WHAT YOU HAVE TO DO
Can you render every line of the data below as a JSON list of strings, one string per line, leaving out any blank lines?

Records from a data collection
:::
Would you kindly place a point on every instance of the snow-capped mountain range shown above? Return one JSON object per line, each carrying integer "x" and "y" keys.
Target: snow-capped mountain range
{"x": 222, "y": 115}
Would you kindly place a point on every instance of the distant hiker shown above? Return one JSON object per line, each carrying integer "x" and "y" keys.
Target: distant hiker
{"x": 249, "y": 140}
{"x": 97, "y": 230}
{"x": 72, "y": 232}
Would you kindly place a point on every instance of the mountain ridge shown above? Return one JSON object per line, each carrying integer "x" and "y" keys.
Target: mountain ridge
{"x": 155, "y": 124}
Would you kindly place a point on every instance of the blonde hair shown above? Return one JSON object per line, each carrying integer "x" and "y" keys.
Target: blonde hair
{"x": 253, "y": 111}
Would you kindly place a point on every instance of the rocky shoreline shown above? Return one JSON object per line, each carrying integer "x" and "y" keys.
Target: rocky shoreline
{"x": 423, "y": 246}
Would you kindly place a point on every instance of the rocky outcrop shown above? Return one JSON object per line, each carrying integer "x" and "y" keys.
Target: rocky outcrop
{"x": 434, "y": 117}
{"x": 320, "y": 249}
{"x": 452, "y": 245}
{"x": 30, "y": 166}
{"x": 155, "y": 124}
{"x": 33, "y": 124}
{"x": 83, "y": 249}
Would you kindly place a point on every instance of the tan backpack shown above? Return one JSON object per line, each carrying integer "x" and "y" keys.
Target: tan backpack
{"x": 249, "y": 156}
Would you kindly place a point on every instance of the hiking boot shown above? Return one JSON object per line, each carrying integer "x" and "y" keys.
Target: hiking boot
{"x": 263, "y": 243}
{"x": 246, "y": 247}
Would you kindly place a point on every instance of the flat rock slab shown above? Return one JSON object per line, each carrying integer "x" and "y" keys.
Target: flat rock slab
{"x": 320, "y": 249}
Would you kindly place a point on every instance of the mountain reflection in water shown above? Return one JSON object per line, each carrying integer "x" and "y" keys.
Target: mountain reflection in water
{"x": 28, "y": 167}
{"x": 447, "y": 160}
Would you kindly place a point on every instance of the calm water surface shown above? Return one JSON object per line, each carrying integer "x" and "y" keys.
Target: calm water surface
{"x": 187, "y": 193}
:::
THE SOLUTION
[
  "Would you kindly place a point on every instance of the snow-capped mountain range shown above? Return one JSON object per line, each carrying integer \"x\" and \"y\" keys.",
  "Target: snow-capped mountain range",
  "{\"x\": 222, \"y\": 115}",
  "Would you kindly place a point on every instance of the distant hiker shown above? Return one JSON object per line, each carrying integer \"x\" and \"y\" keys.",
  "Target: distant hiker",
  "{\"x\": 249, \"y\": 140}",
  "{\"x\": 97, \"y\": 230}",
  "{\"x\": 72, \"y\": 232}",
  "Would you kindly place a point on every instance of the mountain ridge shown above? Return one JSON object per line, each carrying integer \"x\" and \"y\" keys.",
  "Target: mountain ridge",
  "{\"x\": 155, \"y\": 124}",
  "Would you kindly place a point on every instance of the blonde hair shown above? Return one JSON object per line, each carrying integer \"x\" and \"y\" keys.",
  "Target: blonde hair",
  "{\"x\": 253, \"y\": 111}",
  "Would you kindly place a point on every instance of the rocky shoreline shown above? Return one JSON object per line, each carrying integer \"x\" and \"y\" keys.",
  "Target: rocky shoreline",
  "{\"x\": 423, \"y\": 246}",
  "Would you kindly place a point on every instance of the rocky outcrop shown above? Return one JSON object per line, each carrying integer \"x\" and \"y\" keys.",
  "Target: rocky outcrop",
  "{\"x\": 434, \"y\": 117}",
  "{\"x\": 320, \"y\": 249}",
  "{\"x\": 452, \"y\": 245}",
  "{\"x\": 30, \"y\": 166}",
  "{\"x\": 155, \"y\": 124}",
  "{\"x\": 33, \"y\": 124}",
  "{\"x\": 83, \"y\": 249}",
  "Would you kindly place a point on every instance of the tan backpack shown above? Return one JSON object per line, each carrying integer \"x\" and \"y\" keys.",
  "Target: tan backpack",
  "{\"x\": 249, \"y\": 156}",
  "Would you kindly place a point on every instance of the hiking boot shown above? Return one JSON object per line, each carrying integer \"x\" and \"y\" keys.",
  "Target: hiking boot",
  "{\"x\": 263, \"y\": 243}",
  "{\"x\": 246, \"y\": 247}",
  "Would you kindly place a point on every instance of the flat rock slab shown above? Return one JSON object per line, each carrying integer \"x\" and \"y\" keys.",
  "Target: flat rock slab",
  "{\"x\": 320, \"y\": 249}",
  "Would you kindly place a point on every instance of the mountain reflection in water shown above? Return one JSON object per line, each carrying integer \"x\" and \"y\" keys.",
  "Target: mountain reflection in water",
  "{\"x\": 28, \"y\": 167}",
  "{\"x\": 447, \"y\": 160}",
  "Would you kindly place a point on every instance of the calm water surface shown above? Return one JSON object per line, each carrying integer \"x\" and \"y\" keys.",
  "Target: calm water surface",
  "{\"x\": 187, \"y\": 193}"
]